» EXERCISE INSTRUCTIONS
The data below should be repeated exactly and in full.

DATA SUPPLIED section start

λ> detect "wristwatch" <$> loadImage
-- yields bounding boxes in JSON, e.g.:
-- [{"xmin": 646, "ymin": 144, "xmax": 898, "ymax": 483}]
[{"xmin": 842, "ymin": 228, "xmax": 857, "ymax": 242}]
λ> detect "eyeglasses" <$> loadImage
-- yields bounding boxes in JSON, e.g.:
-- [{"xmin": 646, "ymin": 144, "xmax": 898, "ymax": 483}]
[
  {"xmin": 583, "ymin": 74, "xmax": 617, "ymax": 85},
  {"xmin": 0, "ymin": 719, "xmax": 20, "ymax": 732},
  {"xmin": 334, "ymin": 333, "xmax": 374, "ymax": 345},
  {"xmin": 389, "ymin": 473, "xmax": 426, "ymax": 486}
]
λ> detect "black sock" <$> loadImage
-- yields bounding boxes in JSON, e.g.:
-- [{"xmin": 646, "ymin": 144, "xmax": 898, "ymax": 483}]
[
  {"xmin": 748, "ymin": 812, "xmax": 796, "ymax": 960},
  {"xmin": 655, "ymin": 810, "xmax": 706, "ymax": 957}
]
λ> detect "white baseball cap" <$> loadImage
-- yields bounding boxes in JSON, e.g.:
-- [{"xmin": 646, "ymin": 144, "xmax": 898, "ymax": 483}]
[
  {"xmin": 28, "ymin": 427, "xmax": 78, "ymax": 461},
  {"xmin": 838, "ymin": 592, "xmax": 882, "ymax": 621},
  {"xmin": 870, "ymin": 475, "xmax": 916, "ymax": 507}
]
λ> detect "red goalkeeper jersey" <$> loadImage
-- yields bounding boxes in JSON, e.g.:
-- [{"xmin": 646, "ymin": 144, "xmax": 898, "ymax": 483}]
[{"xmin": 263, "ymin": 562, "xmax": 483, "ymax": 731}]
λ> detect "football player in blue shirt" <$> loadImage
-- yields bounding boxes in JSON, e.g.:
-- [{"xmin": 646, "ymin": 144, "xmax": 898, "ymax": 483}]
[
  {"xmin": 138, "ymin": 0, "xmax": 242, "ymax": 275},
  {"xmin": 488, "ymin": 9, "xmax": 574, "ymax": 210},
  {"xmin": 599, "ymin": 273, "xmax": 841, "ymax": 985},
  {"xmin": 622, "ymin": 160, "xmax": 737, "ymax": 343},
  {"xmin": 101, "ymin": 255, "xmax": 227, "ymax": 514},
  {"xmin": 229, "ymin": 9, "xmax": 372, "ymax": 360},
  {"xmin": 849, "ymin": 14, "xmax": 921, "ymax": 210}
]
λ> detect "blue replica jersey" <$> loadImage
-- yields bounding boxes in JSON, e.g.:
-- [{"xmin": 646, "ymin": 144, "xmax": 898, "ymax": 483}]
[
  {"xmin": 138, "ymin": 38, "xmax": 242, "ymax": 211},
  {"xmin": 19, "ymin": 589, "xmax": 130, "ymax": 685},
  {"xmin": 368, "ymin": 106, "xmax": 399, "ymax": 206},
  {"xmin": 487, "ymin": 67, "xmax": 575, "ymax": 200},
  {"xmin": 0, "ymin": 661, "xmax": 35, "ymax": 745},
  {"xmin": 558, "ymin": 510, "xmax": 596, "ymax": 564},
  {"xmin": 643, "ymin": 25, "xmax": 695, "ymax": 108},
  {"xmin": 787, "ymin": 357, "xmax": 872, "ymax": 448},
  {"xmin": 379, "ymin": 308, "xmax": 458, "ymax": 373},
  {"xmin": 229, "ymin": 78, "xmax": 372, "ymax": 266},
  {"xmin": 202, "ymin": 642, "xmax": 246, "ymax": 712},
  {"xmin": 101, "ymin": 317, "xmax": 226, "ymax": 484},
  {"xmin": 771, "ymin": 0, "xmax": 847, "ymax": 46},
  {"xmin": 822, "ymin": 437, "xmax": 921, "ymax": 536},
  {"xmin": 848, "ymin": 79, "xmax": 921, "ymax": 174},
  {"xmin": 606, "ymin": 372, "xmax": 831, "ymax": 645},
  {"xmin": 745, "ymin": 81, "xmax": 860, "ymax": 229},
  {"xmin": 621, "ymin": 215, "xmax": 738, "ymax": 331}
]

DATA SUPPLIED section end

» TASK RESPONSE
λ> detect "wristwatch" <$> loadImage
-- yields bounding boxes in JSON, e.g.:
-- [{"xmin": 646, "ymin": 144, "xmax": 898, "ymax": 483}]
[{"xmin": 842, "ymin": 228, "xmax": 857, "ymax": 242}]
λ> detect "eyeglasses" <$> loadImage
-- yields bounding boxes in JSON, e.g.:
-- [{"xmin": 646, "ymin": 144, "xmax": 898, "ymax": 483}]
[
  {"xmin": 583, "ymin": 74, "xmax": 617, "ymax": 85},
  {"xmin": 0, "ymin": 719, "xmax": 20, "ymax": 732},
  {"xmin": 334, "ymin": 333, "xmax": 374, "ymax": 345},
  {"xmin": 389, "ymin": 473, "xmax": 426, "ymax": 486}
]
λ> detect "black sock" <$> loadImage
-- yields bounding boxes in JSON, e.g.:
-- [{"xmin": 646, "ymin": 144, "xmax": 898, "ymax": 483}]
[
  {"xmin": 748, "ymin": 812, "xmax": 796, "ymax": 960},
  {"xmin": 655, "ymin": 810, "xmax": 706, "ymax": 957}
]
λ> detect "white baseball cap" <$> loadImage
-- yields bounding boxes in JSON, e.g.:
-- [{"xmin": 646, "ymin": 144, "xmax": 898, "ymax": 483}]
[
  {"xmin": 28, "ymin": 427, "xmax": 78, "ymax": 461},
  {"xmin": 838, "ymin": 592, "xmax": 882, "ymax": 621},
  {"xmin": 870, "ymin": 475, "xmax": 916, "ymax": 507}
]
λ> detect "red goalkeeper jersey" <$> loadImage
-- yields bounding boxes in JSON, e.g.:
-- [{"xmin": 646, "ymin": 144, "xmax": 898, "ymax": 483}]
[{"xmin": 263, "ymin": 562, "xmax": 483, "ymax": 731}]
λ> detect "football player in blue shirt" <$> loadImage
-- yields bounding boxes in JSON, e.g.:
-- [{"xmin": 646, "ymin": 144, "xmax": 898, "ymax": 483}]
[
  {"xmin": 138, "ymin": 0, "xmax": 242, "ymax": 275},
  {"xmin": 488, "ymin": 9, "xmax": 574, "ymax": 210},
  {"xmin": 599, "ymin": 273, "xmax": 841, "ymax": 985},
  {"xmin": 622, "ymin": 160, "xmax": 737, "ymax": 343},
  {"xmin": 101, "ymin": 255, "xmax": 227, "ymax": 514},
  {"xmin": 229, "ymin": 9, "xmax": 372, "ymax": 360},
  {"xmin": 849, "ymin": 14, "xmax": 921, "ymax": 210}
]
λ> detect "blue replica jersey" <$> loadImage
-- yields bounding boxes in JSON, e.g.:
-- [{"xmin": 646, "ymin": 144, "xmax": 898, "ymax": 483}]
[
  {"xmin": 138, "ymin": 38, "xmax": 242, "ymax": 211},
  {"xmin": 19, "ymin": 589, "xmax": 130, "ymax": 685},
  {"xmin": 368, "ymin": 106, "xmax": 399, "ymax": 206},
  {"xmin": 487, "ymin": 67, "xmax": 575, "ymax": 200},
  {"xmin": 0, "ymin": 661, "xmax": 35, "ymax": 745},
  {"xmin": 558, "ymin": 510, "xmax": 596, "ymax": 564},
  {"xmin": 643, "ymin": 25, "xmax": 695, "ymax": 108},
  {"xmin": 787, "ymin": 357, "xmax": 872, "ymax": 448},
  {"xmin": 379, "ymin": 308, "xmax": 458, "ymax": 373},
  {"xmin": 229, "ymin": 78, "xmax": 372, "ymax": 266},
  {"xmin": 202, "ymin": 642, "xmax": 246, "ymax": 712},
  {"xmin": 101, "ymin": 317, "xmax": 226, "ymax": 484},
  {"xmin": 771, "ymin": 0, "xmax": 847, "ymax": 46},
  {"xmin": 822, "ymin": 437, "xmax": 921, "ymax": 536},
  {"xmin": 848, "ymin": 79, "xmax": 921, "ymax": 174},
  {"xmin": 606, "ymin": 372, "xmax": 831, "ymax": 645},
  {"xmin": 745, "ymin": 81, "xmax": 860, "ymax": 229},
  {"xmin": 621, "ymin": 215, "xmax": 738, "ymax": 331}
]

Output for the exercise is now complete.